> [Extract provided]
Balan Wonderworld PS5 & PS4 Demo Hands-On Impressions – Balan Wonderworld is a strange, strange game from the demo which I have spent the last week playing. Trying to capture the spirit of 1990s and 2000s 3D platformers and with a development team headed by Sonic and Nights creator, Yuji Naka, the entire concept of Balan Wonderworld being made in 2021 is strange.
The problem here though is that the game doesn’t feel like something from 2021. From my 90 minutes with the demo, Balan Wonderworld looks to be archaic, far too easy, and a game that has far better competition releasing today.
Balan Wonderworld PS5 & PS4 Demo Hands-On Impressions
Typical Platforming Fare
Balan Wonderworld is your typical 3D platformer formula. Bright colors, poppy visuals, and more collectibles than you can count. Aside from a hub world, you explore various islands to collect statues, gems, and a number of other goodies and items to add to your collection. The formula here is pretty much what you have seen before.
However, the big selling point and the thing that will grab your attention is the fact that there are 80 costumes spread out throughout the levels for you to pick up and switch between. These costumes are the vibrancy and personality of Balan Wonderworld.

> [Supplied information]

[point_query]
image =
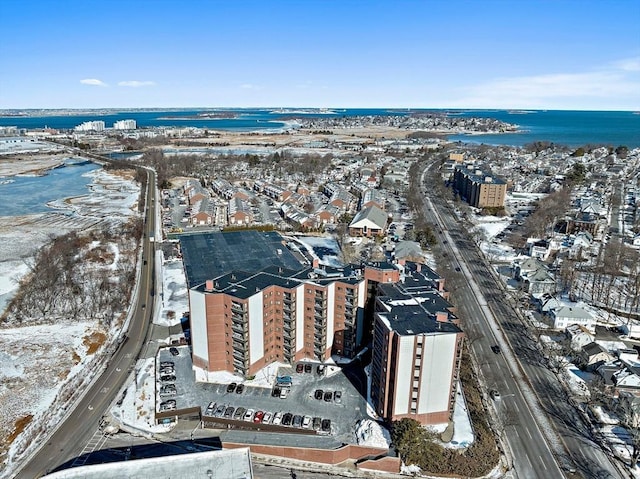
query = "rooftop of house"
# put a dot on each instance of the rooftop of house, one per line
(210, 255)
(228, 463)
(412, 319)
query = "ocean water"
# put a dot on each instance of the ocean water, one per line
(30, 194)
(571, 128)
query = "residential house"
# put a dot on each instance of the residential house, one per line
(573, 314)
(594, 355)
(370, 221)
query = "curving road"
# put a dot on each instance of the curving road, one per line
(81, 422)
(545, 434)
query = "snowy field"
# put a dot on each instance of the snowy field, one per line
(39, 377)
(175, 297)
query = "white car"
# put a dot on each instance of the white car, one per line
(248, 416)
(277, 418)
(306, 422)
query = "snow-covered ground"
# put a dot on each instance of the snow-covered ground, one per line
(136, 411)
(325, 248)
(39, 377)
(175, 297)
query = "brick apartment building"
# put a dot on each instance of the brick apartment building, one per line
(254, 299)
(478, 188)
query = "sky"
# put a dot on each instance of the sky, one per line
(504, 54)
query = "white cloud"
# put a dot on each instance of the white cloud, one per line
(628, 64)
(136, 83)
(615, 85)
(93, 82)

> [Instructions]
**1)** Answer these questions using the Balan Wonderworld demo impressions:
(a) Who heads the development team of Balan Wonderworld?
(b) How many minutes did the writer spend with the demo?
(c) How many costumes are spread throughout the levels?
**2)** Decide whether each statement agrees with the Balan Wonderworld demo impressions. Answer yes or no, and quote the words that settle it.
(a) The writer found the game far too difficult.
(b) Besides a hub world, players explore various islands.
(c) The writer considers the costumes the vibrancy and personality of the game.
**3)** Retype the Balan Wonderworld demo impressions from "The problem here" up to and including "have seen before.".

> [Solution set]
**1)**
(a) Yuji Naka, the creator of Sonic and Nights.
(b) 90 minutes.
(c) 80 costumes.

**2)**
(a) No: "far too easy"
(b) Yes: "Aside from a hub world, you explore various islands"
(c) Yes: "These costumes are the vibrancy and personality of Balan Wonderworld."

**3)**
The problem here though is that the game doesn’t feel like something from 2021. From my 90 minutes with the demo, Balan Wonderworld looks to be archaic, far too easy, and a game that has far better competition releasing today.
Balan Wonderworld PS5 & PS4 Demo Hands-On Impressions
Typical Platforming Fare
Balan Wonderworld is your typical 3D platformer formula. Bright colors, poppy visuals, and more collectibles than you can count. Aside from a hub world, you explore various islands to collect statues, gems, and a number of other goodies and items to add to your collection. The formula here is pretty much what you have seen before.